- REQUIREMENT
Go through the lines below and copy each one that holds the string "instance".

[Data entries]

--------------------

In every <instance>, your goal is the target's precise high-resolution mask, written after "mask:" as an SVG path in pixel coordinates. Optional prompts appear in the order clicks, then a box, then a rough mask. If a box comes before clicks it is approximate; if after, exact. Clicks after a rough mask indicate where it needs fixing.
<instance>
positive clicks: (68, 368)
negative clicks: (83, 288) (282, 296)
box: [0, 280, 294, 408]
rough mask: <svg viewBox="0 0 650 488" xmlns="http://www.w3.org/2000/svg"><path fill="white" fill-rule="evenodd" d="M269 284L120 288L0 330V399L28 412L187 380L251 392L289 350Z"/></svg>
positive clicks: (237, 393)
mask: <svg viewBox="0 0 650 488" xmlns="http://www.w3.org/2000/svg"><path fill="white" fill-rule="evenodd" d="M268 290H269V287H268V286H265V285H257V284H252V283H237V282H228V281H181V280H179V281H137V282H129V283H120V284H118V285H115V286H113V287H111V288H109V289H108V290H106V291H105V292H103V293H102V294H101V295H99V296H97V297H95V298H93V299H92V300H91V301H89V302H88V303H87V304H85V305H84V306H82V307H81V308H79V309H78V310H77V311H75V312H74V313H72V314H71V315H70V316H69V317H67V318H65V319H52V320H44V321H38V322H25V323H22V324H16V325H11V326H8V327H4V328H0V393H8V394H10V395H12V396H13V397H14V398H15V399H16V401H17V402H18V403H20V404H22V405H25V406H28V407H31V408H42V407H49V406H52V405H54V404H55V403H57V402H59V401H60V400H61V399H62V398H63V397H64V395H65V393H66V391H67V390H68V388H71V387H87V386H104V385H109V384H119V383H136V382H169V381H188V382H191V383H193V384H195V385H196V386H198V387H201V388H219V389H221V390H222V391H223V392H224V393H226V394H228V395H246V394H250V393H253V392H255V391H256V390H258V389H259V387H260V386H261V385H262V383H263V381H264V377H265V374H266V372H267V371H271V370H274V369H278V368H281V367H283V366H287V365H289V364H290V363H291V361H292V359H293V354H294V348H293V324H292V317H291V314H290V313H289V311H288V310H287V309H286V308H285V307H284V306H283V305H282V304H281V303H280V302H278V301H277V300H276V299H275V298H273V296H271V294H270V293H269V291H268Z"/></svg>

--------------------

- TASK ANSWER
In every <instance>, your goal is the target's precise high-resolution mask, written after "mask:" as an SVG path in pixel coordinates. Optional prompts appear in the order clicks, then a box, then a rough mask. If a box comes before clicks it is approximate; if after, exact. Clicks after a rough mask indicate where it needs fixing.
<instance>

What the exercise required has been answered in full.